▶ Text segment
Most Republicans feel Trump’s policies are the right ones for America but a candidate like him may not be the right choice for the Oval Office after the exposures and testimonies in the hearings.
Who is the alternative for Trump, who is still making his 3rd bid for the presidency to be nominated by the party for the 2024 presidential run, the magazine says indicating that his donors may be wary of funding his campaign trail with the kind of dents the eight hearings have made on his personality.
Republicans still supporting Trump were a target audience for all eight of the committee’s recent hearings. But on Thursday night, Representative Liz Cheney used her closing remarks to appeal to that group directly.
“The case against Donald Trump in these hearings is not made by witnesses who were his political enemies,” said Cheney, a Wyoming Republican and the committee’s vice chair.
“It is instead a series of confessions by Donald Trump’s own appointees, his own friends, his own campaign officials, people who worked for him for years, and his own family.”
The hearing on Thursday detailed Trump’s repeated refusal to quell the deadly mob, even when he knew that some of them were armed and that former Vice President Mike Pence’s life was in danger.
Cheney suggested the former President’s supporters should view his behavior related to that day as disqualifying for future office as many of Trump’s former allies do.

▶ Problem 1
Copy the passage about the Trump hearings again, everything from "Republicans still supporting" down to "was in danger.", and swap "hearings" for "sessions".
The passage and the entries come from separate sources.

▶ Supplied records
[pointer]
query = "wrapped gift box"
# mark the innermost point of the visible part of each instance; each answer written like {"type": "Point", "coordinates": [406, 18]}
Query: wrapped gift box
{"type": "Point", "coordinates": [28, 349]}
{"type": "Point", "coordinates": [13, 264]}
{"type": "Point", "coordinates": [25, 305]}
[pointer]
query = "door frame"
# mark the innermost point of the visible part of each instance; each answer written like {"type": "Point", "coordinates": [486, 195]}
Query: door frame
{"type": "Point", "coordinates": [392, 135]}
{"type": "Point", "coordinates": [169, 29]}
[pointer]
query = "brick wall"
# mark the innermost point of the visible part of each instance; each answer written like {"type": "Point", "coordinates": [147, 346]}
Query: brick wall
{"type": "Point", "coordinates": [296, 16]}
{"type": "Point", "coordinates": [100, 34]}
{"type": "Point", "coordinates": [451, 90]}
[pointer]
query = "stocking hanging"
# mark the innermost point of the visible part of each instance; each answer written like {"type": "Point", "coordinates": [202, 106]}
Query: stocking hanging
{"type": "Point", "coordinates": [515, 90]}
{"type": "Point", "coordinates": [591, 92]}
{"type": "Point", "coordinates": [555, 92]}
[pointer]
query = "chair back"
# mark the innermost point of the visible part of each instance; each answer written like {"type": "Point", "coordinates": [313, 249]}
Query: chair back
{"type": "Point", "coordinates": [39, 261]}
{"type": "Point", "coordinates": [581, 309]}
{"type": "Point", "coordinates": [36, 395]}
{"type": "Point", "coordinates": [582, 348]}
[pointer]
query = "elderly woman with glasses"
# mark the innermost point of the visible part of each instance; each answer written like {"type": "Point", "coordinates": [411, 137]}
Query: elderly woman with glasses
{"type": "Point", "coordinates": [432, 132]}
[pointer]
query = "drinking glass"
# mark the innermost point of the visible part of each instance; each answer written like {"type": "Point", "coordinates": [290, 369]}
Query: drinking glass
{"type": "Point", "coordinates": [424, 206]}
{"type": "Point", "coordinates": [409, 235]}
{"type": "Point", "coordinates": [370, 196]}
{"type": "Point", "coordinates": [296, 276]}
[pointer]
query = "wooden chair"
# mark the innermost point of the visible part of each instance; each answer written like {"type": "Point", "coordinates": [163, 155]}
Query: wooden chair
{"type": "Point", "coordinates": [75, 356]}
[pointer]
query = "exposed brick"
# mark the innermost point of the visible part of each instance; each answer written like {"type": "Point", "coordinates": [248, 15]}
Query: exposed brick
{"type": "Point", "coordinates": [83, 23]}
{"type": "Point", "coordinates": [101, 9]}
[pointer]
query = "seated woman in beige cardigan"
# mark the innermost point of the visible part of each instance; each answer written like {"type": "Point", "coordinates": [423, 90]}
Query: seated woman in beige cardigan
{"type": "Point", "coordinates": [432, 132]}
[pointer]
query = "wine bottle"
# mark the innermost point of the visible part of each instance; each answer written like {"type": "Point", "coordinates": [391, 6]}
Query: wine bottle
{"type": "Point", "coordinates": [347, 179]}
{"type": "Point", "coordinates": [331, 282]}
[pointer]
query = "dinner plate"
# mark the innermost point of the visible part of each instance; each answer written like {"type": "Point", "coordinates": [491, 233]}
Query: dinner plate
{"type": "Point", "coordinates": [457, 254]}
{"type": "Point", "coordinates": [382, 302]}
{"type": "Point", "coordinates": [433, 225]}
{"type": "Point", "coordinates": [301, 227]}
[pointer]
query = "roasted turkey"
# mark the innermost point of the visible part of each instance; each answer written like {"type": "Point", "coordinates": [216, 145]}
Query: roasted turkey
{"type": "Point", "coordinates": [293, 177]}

▶ Problem 2
Pull out every line of the entries that contains the string "elderly".

▶ Solution 1
Republicans still supporting Trump were a target audience for all eight of the committee’s recent sessions. But on Thursday night, Representative Liz Cheney used her closing remarks to appeal to that group directly.
“The case against Donald Trump in these sessions is not made by witnesses who were his political enemies,” said Cheney, a Wyoming Republican and the committee’s vice chair.
“It is instead a series of confessions by Donald Trump’s own appointees, his own friends, his own campaign officials, people who worked for him for years, and his own family.”
The hearing on Thursday detailed Trump’s repeated refusal to quell the deadly mob, even when he knew that some of them were armed and that former Vice President Mike Pence’s life was in danger.

▶ Solution 2
query = "elderly woman with glasses"
Query: elderly woman with glasses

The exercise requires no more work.